— EXERCISE —
Repeat each entry exactly and drop the pictures.

— GIVEN RECORDS —
--

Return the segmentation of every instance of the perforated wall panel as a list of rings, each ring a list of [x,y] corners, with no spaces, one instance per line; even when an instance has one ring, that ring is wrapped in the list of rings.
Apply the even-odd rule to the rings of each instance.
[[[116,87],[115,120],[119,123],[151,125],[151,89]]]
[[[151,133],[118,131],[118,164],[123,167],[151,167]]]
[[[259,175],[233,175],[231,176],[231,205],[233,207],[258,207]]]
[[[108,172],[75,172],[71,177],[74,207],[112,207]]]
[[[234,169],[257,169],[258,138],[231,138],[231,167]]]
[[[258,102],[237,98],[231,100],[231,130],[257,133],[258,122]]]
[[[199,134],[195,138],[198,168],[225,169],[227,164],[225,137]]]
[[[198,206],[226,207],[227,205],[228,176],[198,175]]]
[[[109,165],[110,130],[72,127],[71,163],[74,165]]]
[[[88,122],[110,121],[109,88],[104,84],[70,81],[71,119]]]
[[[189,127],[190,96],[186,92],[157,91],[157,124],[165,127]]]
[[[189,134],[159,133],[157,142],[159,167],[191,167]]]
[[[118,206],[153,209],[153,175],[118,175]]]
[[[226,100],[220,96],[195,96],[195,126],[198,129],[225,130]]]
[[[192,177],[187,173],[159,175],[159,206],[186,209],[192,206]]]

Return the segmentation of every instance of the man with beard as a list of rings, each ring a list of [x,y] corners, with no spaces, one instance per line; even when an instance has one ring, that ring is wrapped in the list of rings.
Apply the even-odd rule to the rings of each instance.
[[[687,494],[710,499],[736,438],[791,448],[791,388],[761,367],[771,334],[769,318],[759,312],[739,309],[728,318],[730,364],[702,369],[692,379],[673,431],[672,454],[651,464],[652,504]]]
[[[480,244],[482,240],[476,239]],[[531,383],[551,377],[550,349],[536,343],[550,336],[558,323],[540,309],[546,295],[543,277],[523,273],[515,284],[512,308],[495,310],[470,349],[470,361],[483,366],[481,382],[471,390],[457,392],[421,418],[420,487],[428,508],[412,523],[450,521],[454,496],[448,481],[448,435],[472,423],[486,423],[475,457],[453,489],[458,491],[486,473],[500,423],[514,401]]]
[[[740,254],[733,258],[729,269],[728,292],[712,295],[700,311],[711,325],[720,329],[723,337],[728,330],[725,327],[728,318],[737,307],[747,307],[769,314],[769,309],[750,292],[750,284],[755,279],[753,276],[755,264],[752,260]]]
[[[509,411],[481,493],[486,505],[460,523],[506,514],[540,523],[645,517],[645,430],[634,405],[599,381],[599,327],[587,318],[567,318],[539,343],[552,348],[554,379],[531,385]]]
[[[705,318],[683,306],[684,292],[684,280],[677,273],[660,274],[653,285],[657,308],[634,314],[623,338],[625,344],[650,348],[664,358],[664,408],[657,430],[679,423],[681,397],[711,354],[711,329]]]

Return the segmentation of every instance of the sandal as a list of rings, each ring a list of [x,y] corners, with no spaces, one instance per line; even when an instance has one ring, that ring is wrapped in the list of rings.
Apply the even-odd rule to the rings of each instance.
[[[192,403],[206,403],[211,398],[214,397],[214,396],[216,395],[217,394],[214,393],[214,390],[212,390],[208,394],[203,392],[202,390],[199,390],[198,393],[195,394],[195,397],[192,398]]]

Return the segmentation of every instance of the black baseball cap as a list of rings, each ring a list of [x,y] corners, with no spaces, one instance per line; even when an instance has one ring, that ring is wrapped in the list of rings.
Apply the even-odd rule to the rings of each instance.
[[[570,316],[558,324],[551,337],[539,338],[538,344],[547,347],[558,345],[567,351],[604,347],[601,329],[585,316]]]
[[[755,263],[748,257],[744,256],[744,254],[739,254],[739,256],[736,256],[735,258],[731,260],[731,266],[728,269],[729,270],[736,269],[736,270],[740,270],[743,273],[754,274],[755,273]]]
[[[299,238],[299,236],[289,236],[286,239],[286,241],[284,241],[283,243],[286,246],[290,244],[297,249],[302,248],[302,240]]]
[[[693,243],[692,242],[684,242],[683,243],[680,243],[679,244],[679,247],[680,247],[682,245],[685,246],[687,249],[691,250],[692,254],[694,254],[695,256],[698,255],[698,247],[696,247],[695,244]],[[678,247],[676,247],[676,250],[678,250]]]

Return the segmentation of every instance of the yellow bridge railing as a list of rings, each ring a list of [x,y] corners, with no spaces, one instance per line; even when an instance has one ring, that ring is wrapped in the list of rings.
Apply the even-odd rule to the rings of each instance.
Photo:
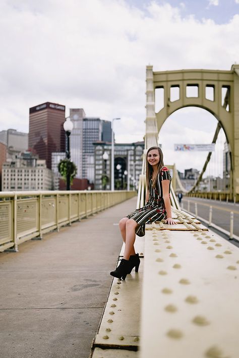
[[[115,205],[133,191],[31,191],[0,193],[0,252]]]

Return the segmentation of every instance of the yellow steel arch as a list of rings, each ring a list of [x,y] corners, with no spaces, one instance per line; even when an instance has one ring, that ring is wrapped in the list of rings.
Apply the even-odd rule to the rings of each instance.
[[[223,129],[231,152],[232,195],[239,194],[239,65],[230,71],[182,70],[153,72],[152,66],[146,68],[146,135],[148,142],[155,131],[159,132],[164,122],[173,112],[187,106],[200,107],[209,111]],[[198,89],[197,97],[187,97],[187,87]],[[171,100],[170,89],[177,87],[180,96]],[[212,100],[206,98],[206,88],[213,89]],[[164,89],[164,107],[154,111],[154,91]],[[226,94],[222,97],[222,89]],[[195,126],[199,124],[195,124]],[[146,148],[147,141],[146,140]]]

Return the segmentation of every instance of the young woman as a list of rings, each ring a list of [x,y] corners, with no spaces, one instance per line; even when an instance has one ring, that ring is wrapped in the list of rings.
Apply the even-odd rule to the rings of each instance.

--

— EXERCISE OUTPUT —
Return the segmentation of every instance of the perforated wall panel as a list of rings, each ring a list of [x,y] corners, with no spaces, one instance per line; even when an instance has one ring, that ring is wrapped in the list of rings.
Apply the even-odd rule to the rings of each instance.
[[[116,87],[115,120],[119,123],[151,125],[151,89]]]
[[[151,133],[118,131],[118,164],[123,167],[151,167]]]
[[[259,175],[233,175],[231,176],[231,205],[233,207],[258,207]]]
[[[108,172],[75,172],[71,177],[74,207],[112,207]]]
[[[234,169],[257,169],[258,138],[231,138],[231,167]]]
[[[258,102],[237,98],[231,100],[231,130],[257,133],[258,122]]]
[[[199,134],[195,138],[198,168],[225,169],[227,164],[225,137]]]
[[[198,206],[226,207],[227,205],[228,176],[198,175]]]
[[[109,165],[110,130],[72,127],[71,163],[74,165]]]
[[[88,122],[110,121],[109,88],[104,84],[70,81],[71,119]]]
[[[189,127],[190,96],[186,92],[157,91],[157,124],[165,127]]]
[[[189,134],[159,133],[157,142],[159,167],[191,167]]]
[[[118,206],[153,209],[153,175],[118,175]]]
[[[226,100],[220,96],[195,96],[195,126],[198,129],[225,130]]]
[[[192,177],[187,173],[159,175],[159,206],[186,209],[192,206]]]

Return the segmentation of every instance of the man with beard as a list of rings, each ring a list of [x,y] corners, with no spaces, one instance per line; even when an instance has one ring, that ring is wrapped in the list of rings.
Apply the even-odd rule to the rings of each instance.
[[[687,494],[710,499],[736,438],[791,448],[791,388],[761,367],[771,334],[769,318],[759,312],[739,309],[728,318],[730,364],[702,369],[692,379],[673,431],[672,454],[651,464],[652,504]]]
[[[480,244],[482,240],[476,239]],[[531,383],[551,377],[550,349],[536,343],[550,336],[558,323],[540,309],[546,295],[543,277],[523,273],[515,284],[512,308],[495,310],[470,349],[470,361],[483,366],[481,382],[471,390],[457,392],[421,418],[420,487],[428,508],[412,523],[450,521],[454,496],[448,481],[448,435],[472,423],[486,423],[475,457],[453,489],[458,491],[486,473],[500,423],[514,401]]]
[[[740,254],[733,258],[729,269],[728,292],[712,295],[700,311],[711,325],[720,329],[723,337],[728,330],[725,327],[728,318],[737,307],[747,307],[769,314],[769,309],[750,292],[750,284],[755,279],[753,276],[755,264],[752,260]]]
[[[509,411],[481,493],[486,505],[460,523],[506,514],[540,523],[645,517],[645,430],[634,405],[599,381],[599,327],[587,318],[567,318],[539,343],[552,348],[554,379],[531,385]]]
[[[705,318],[683,306],[684,292],[684,280],[677,273],[660,274],[653,285],[657,308],[634,314],[623,338],[625,344],[650,348],[664,358],[664,408],[657,430],[679,423],[681,397],[711,354],[711,329]]]

Return the segmentation of every instance of the sandal as a list of rings, each ring a list of [x,y] corners, with no spaces, one instance per line; even when an instance has one ring, that ring is wrapped in the list of rings.
Apply the even-odd rule to the rings of each instance.
[[[192,403],[206,403],[211,398],[214,397],[214,396],[216,395],[217,394],[214,393],[214,390],[212,390],[208,394],[203,392],[202,390],[199,390],[198,393],[195,394],[195,397],[192,398]]]

Return the segmentation of every instance of the black baseball cap as a list of rings, each ring a list of [x,y] corners, with no spaces, one instance per line; even when an instance has one ring, that ring is wrapped in the list of rings.
Apply the even-odd rule to the rings of each instance.
[[[570,316],[558,324],[551,337],[539,338],[538,344],[547,347],[558,345],[567,351],[604,347],[601,329],[585,316]]]
[[[755,263],[748,257],[744,256],[744,254],[739,254],[739,256],[736,256],[735,258],[731,260],[731,266],[728,269],[729,270],[736,269],[736,270],[740,270],[743,273],[754,274],[755,273]]]
[[[299,238],[299,236],[289,236],[286,239],[286,241],[284,241],[283,243],[286,246],[290,244],[297,249],[302,248],[302,240]]]
[[[693,243],[692,242],[684,242],[683,243],[680,243],[679,244],[679,247],[680,247],[682,245],[685,246],[687,249],[691,250],[692,254],[694,254],[695,256],[698,255],[698,247],[696,247],[695,244]],[[678,247],[676,247],[676,250],[678,250]]]

Return the segmentation of every instance of the yellow bridge railing as a list of rings, each ring a list of [x,y] corners, with no spaces, one instance per line; even when an instance has one ring, that ring is wrapped in the list of rings.
Apply the even-odd rule to the rings of each instance.
Photo:
[[[115,205],[133,191],[31,191],[0,193],[0,252]]]

Return the segmentation of every instance of the yellow steel arch as a list of rings, each ring a list of [x,y] corners, with no spaces, one instance per line; even when an instance has one ring, that ring is wrapped in the list of rings.
Apply the even-odd rule to the rings of each instance.
[[[223,129],[231,152],[232,195],[239,194],[239,65],[230,71],[182,70],[153,72],[152,66],[146,68],[146,135],[148,142],[155,131],[159,132],[164,122],[173,112],[187,106],[200,107],[209,111]],[[198,89],[197,97],[187,97],[187,87]],[[171,100],[170,89],[177,87],[180,96]],[[212,100],[206,98],[206,88],[213,89]],[[164,89],[164,107],[154,111],[154,91]],[[226,94],[222,97],[222,89]],[[195,126],[199,124],[195,124]],[[146,148],[147,141],[146,140]]]

Return the segmentation of every instance of the young woman as a list of rings, each ring a list of [x,y] corners, with no spaces, one instance per line; even when an instance has one ring, that ring is wrapped in the list of rings.
Apply the even-odd rule to the rings of each instance.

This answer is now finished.